Otherwise we used the entire fund balance. We obtained these data from 
the owners' responses to our survey or from their 2001 biennial 
reports.

(4) Decommissioning fund contributions for 1999 and 2000 for each owner 
and its plant share. We assumed these contributions were for NRC-
related costs only. We obtained these data from the responses to our 
survey, and for owners who did not respond to our survey, we do not 
report on the adequacy of their contributions.

In some cases, the ownership shares of plants have changed hands since 
our survey and the 2001 biennial reports. In these cases, to make our 
analysis as current as possible, we assess the adequacy of the funds 
that were accumulated by the previous owner but report the results 
under the name of the new owner of the trust fund (see app. II, table 
4). Nonetheless, the new owner might accumulate trust funds at a 
different rate than the former owner.

Excerpted records ->
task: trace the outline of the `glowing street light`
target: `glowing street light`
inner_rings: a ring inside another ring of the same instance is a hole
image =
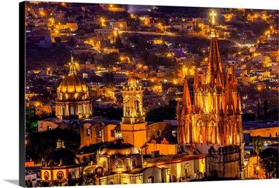
[[[215,24],[214,17],[216,15],[216,14],[214,13],[214,11],[212,11],[210,15],[212,16],[212,24],[213,25]]]

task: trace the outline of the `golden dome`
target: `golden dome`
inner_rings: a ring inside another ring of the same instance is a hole
[[[115,139],[112,144],[105,147],[100,155],[133,155],[140,154],[136,147],[130,143],[125,143],[123,139]]]
[[[71,62],[69,63],[69,74],[62,80],[57,88],[57,91],[60,93],[86,92],[86,84],[80,76],[77,75],[76,63],[73,62],[73,56],[71,56]]]
[[[80,76],[70,74],[62,80],[57,91],[60,93],[86,92],[87,86]]]
[[[136,86],[137,85],[137,80],[132,77],[130,77],[129,79],[128,80],[128,86]]]

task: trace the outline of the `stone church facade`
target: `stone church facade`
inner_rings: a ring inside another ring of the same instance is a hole
[[[213,34],[206,71],[199,75],[196,69],[193,104],[187,79],[183,97],[177,100],[178,152],[209,153],[208,171],[218,177],[243,173],[242,112],[232,70],[230,76],[226,73],[217,36]]]

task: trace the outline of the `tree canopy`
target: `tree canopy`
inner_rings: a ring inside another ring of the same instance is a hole
[[[26,148],[27,155],[36,162],[41,162],[56,148],[56,141],[61,139],[66,148],[75,152],[80,147],[80,134],[75,130],[56,128],[29,134]]]
[[[267,148],[259,152],[259,162],[261,168],[265,171],[267,179],[279,177],[278,173],[278,155],[279,152],[273,148]]]

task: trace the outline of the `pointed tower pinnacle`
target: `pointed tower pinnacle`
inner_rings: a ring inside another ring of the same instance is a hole
[[[237,95],[236,114],[240,115],[241,113],[241,101],[240,100],[240,94],[239,93]]]
[[[70,65],[70,72],[69,75],[75,74],[77,72],[75,63],[74,63],[74,57],[72,55],[72,51],[70,51],[70,63],[69,63]]]
[[[195,79],[194,79],[194,88],[197,88],[199,87],[199,72],[197,68],[195,69]]]
[[[209,63],[206,67],[205,78],[206,84],[210,84],[213,88],[218,79],[218,75],[220,75],[221,83],[223,86],[225,84],[224,68],[220,55],[218,39],[216,36],[213,36],[211,39]]]
[[[235,75],[235,71],[234,71],[234,67],[233,66],[232,68],[232,77],[231,77],[231,85],[232,86],[232,88],[235,89],[237,86],[237,81],[236,81],[236,77]]]
[[[187,79],[184,80],[183,93],[182,96],[182,110],[186,113],[192,112],[192,103],[190,97],[189,87]]]

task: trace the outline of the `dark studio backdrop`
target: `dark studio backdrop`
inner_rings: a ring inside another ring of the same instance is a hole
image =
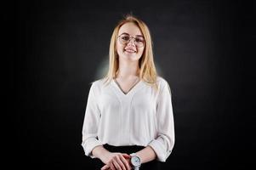
[[[33,169],[90,169],[81,146],[90,82],[105,70],[117,22],[149,26],[172,89],[170,169],[253,165],[253,1],[20,1],[14,3],[14,157]]]

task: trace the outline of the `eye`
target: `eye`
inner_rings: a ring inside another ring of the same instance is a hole
[[[121,38],[122,40],[125,40],[125,41],[128,41],[129,40],[129,37],[128,36],[122,36]]]
[[[136,37],[136,38],[135,38],[135,42],[143,42],[144,40],[143,40],[143,38],[141,38],[141,37]]]

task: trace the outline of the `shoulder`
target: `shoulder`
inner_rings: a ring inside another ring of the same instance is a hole
[[[168,86],[168,81],[160,76],[157,76],[156,77],[156,84],[160,88],[160,89],[162,89],[164,87]]]
[[[105,81],[105,78],[94,80],[94,82],[90,82],[91,89],[94,91],[100,91],[103,88],[103,87],[106,84]]]

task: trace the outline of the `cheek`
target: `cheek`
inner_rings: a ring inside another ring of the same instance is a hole
[[[139,50],[139,55],[142,55],[142,54],[143,54],[143,52],[144,52],[144,48],[142,48],[142,49],[138,49]]]

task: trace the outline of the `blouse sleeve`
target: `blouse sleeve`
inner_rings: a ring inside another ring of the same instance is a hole
[[[94,84],[93,83],[88,97],[82,131],[82,146],[84,150],[85,155],[91,158],[95,158],[95,156],[92,155],[93,149],[98,145],[102,145],[97,139],[100,112],[97,105],[94,88]]]
[[[156,139],[151,140],[150,145],[156,155],[156,160],[166,162],[174,145],[174,123],[171,90],[164,81],[163,88],[159,93],[156,105]]]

Directives ->
1. In the decommissioning fund passage, why are results for plants whose ownership shares changed hands reported under the new owner's name?
2. Continue the decommissioning fund passage from its last sentence.

Response list ->
1. The passage says it did this to make the analysis as current as possible. The adequacy of funds built up by the previous owner is still assessed, but the results appear under the new owner of the trust fund.

2.
Key Assumptions Used in the Analysis:

The analysis of the industry-wide trust funds and the individual 
owners' trust funds depends on the following six key assumptions. The 
values for these six assumptions vary based upon the scenario: baseline 
(most likely), pessimistic, or optimistic. For each scenario, we used 
the same assumption values for each owner and each plant in order to 
apply an "even-handed" standard.

(1) Future after-tax rate of return on decommissioning fund assets 
(discount rate): An after-tax rate of return was used to discount 
future trust fund contributions and plant decommissioning costs. In our 
survey, we asked owners for information on the financial assets 
contained in their respective decommissioning funds. We grouped these 
assets into five basic financial categories and calculated estimated, 
industry-wide, average weights for each type, these asset weights 
themselves reflecting the weights of the varying fund sizes. These 
categories, and calculated weighted-averages were: equities (e.g., 
common stocks), 47.1 percent; U.S. securities (e.g., federal government 
bonds), 26.7 percent; corporate bonds, 9.8 percent; municipal bonds, 
10.4 percent; and cash and short-term instruments, 6.0 percent.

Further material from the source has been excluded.